## Start TEXT PROVIDED

John Tortorella really missed coaching.
How much?
Well, he left a job as an ESPN hockey analyst to become the head coach of a Philadelphia
Flyers team that finished with the second-worst record in franchise history last season, a team that did little in the offseason to
improve its fate.
Tortorella likes the challenge. He was desperate to get back behind a bench, desperate to get back to his element.
“Missed it terribly,” he said.
Surprisingly, he said becoming the Flyers’ coach had been on his mind for almost two decades.
In one sense, he picked a bad time for his wish to come true. The team looks mediocre at best, as does the farm system.
Then again, the Flyers would be hard-pressed to repeat last year’s 61-point disaster, a season in which they had an inordinate amount of injuries to key players, such as Sean Couturier, Kevin Hayes, and Ryan Ellis.
“It’s a great challenge to get the organization back on the right rail,” said Tortorella, who signed a four-year deal that pays him $4 million per season. “And as I’ve said from the get-go, it’s always been an organization that I’ve respected. We had some wars with them.”
Before being hired by the Flyers, Tortorella was a head coach with Tampa Bay, the New York Rangers, Vancouver, and Columbus, compiling a 673-541-37-13 record over 20 seasons. He won a Stanley Cup with Tampa in 2004, had some very good seasons with the Rangers, and molded the Blue Jackets into a playoff contender despite a so-so roster.
So there is hope for the Flyers.

## End TEXT PROVIDED

* [TASKS FOR THIS EXERCISE]
[A] Answer these questions about the article on John Tortorella:
(i) What job did Tortorella leave to become the Flyers' head coach?
(ii) How much does his deal with the Flyers pay him per season?
(iii) In what year did he win a Stanley Cup with Tampa?
[B] From the listing, write out the lines starting with the line that contains "Could you point to the standing player's black" and going on through the last line of the listing, both ends included.

## Start MATERIALS PROVIDED

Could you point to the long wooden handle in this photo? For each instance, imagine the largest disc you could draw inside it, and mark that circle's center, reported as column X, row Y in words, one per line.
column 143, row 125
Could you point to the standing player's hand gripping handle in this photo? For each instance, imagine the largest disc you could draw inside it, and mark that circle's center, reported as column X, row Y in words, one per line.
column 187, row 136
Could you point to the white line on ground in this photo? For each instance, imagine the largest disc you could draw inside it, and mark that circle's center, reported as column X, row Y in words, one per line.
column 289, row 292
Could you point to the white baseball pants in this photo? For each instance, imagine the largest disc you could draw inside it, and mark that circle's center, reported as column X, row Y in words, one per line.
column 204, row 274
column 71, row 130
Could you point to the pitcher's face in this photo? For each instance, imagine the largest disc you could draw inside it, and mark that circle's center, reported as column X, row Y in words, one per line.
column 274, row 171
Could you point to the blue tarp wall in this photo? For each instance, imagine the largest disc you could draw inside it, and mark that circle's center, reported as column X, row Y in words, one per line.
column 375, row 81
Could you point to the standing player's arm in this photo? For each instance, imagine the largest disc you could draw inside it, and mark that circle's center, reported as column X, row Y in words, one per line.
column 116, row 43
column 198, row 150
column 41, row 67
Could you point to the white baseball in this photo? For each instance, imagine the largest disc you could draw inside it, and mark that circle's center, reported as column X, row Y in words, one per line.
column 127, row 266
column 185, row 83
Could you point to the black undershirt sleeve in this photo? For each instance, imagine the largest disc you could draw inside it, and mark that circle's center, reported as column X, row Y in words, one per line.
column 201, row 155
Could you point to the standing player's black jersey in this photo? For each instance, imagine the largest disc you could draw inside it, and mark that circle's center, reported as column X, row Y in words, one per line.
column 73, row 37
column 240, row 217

## End MATERIALS PROVIDED

* [ANSWERS PER TASK]
[A]
(i) ESPN hockey analyst
(ii) $4 million
(iii) 2004

[B]
Could you point to the standing player's black jersey in this photo? For each instance, imagine the largest disc you could draw inside it, and mark that circle's center, reported as column X, row Y in words, one per line.
column 73, row 37
column 240, row 217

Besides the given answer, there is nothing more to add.